Exercises:
a) List every treatment option for glaucoma that the glaucoma article below names.
b) Carry on the glaucoma article below, starting right after its final sentence.

Page extract:
-- -- --

Eye exams are necessary to detect signs of glaucoma

A simple glaucoma screening, which can be done in fewer than 10 minutes, can diagnosis a potentially blinding disease.

Glaucoma, in simplest terms, is a disease of the optic nerve, says Tonya Bourn, an optometrist with Bergh-White Opticians in Springfield, Ill. It can be caused by pressure or a lack of healthy nourishment to the nerve.

Routine eye exams are necessary to detect the signs of glaucoma because it has no symptoms.

“It’s virtually impossible to diagnose on your own because you see the world with both eyes. The eyes have visual fields that overlap completely,” Bourn explains. “You don’t know that you’re losing vision in one eye because the other eye compensates. That’s why an eye exam is vital. Each individual field of vision has to be assessed professionally.”

Left untreated, glaucoma can lead to blindness, though progress of the disease varies. People tend to associate tunnel vision with glaucoma-related vision loss, but Bourn says central vision loss is also possible early in the disease. Treatment options include medicine, laser treatment and surgery. Current treatment methods cannot reverse existing damage but can prevent further vision loss, according to Prevent Blindness America’s Web site (www.preventblindness.org).

Founded in 1908, Prevent Blindness America is a volunteer eye health and safety organization dedicated to fighting blindness and saving sight. Focused on promoting a continuum of vision care, it operates nationwide.

If lack of insurance or the cost of an exam is a problem, PBA can provide a list of community programs that assist those who can’t afford to see a doctor.

-- -- --

Data excerpts:
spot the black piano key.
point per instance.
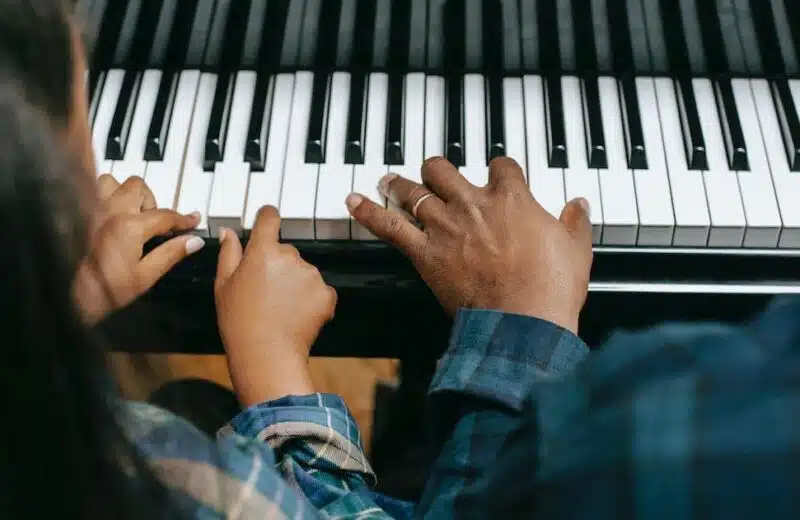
(549, 43)
(393, 153)
(162, 115)
(144, 37)
(674, 36)
(356, 120)
(496, 133)
(255, 150)
(218, 122)
(318, 120)
(123, 115)
(400, 34)
(769, 48)
(364, 35)
(632, 125)
(593, 124)
(106, 42)
(793, 14)
(789, 121)
(273, 29)
(731, 127)
(693, 139)
(455, 123)
(556, 133)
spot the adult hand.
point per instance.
(271, 306)
(116, 273)
(491, 247)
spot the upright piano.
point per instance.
(679, 120)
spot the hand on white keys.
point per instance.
(492, 247)
(115, 272)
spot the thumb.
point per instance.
(575, 216)
(230, 256)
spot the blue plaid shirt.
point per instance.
(681, 421)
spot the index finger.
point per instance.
(162, 221)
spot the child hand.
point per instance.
(271, 306)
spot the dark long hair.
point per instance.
(62, 448)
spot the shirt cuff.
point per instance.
(499, 356)
(320, 423)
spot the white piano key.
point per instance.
(134, 164)
(104, 117)
(434, 117)
(476, 169)
(617, 192)
(335, 180)
(692, 220)
(514, 111)
(547, 184)
(722, 185)
(787, 183)
(265, 187)
(579, 179)
(757, 191)
(413, 128)
(231, 175)
(653, 197)
(163, 177)
(366, 176)
(195, 188)
(299, 191)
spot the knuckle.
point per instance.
(267, 212)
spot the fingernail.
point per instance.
(585, 205)
(353, 201)
(383, 185)
(194, 245)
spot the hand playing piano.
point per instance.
(271, 306)
(116, 273)
(491, 247)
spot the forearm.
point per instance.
(268, 374)
(317, 446)
(493, 363)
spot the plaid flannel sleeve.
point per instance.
(493, 361)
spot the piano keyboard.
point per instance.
(311, 148)
(679, 162)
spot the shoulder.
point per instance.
(214, 475)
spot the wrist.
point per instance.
(265, 374)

-- -- --

Responses per task:
a) Medicine, laser treatment, surgery

b)
In addition, Medicare covers glaucoma exams, according to Sarah Hecker, director of media relations for PBA.

A variety of exams can detect glaucoma. Most look directly at the optic nerve to assess how it functions, measure the fiber layers and monitor for deterioration over time, Bourn says. A scanning laser, for example, can measure optic nerve layer thickness. This creates a digital image that is then compared to a normal optic nerve based on the patient’s age. Bourn calls the exam very easy and is done quickly. The digital image is then stored as part of the patient’s record, allowing the doctor to compare results each year and look for major changes to the optic nerve.

One common mistake people make is relying on eyeglasses available without prescription in lieu of regular eye exams. While the glasses may correct the vision, they eliminate the opportunity for glaucoma screening.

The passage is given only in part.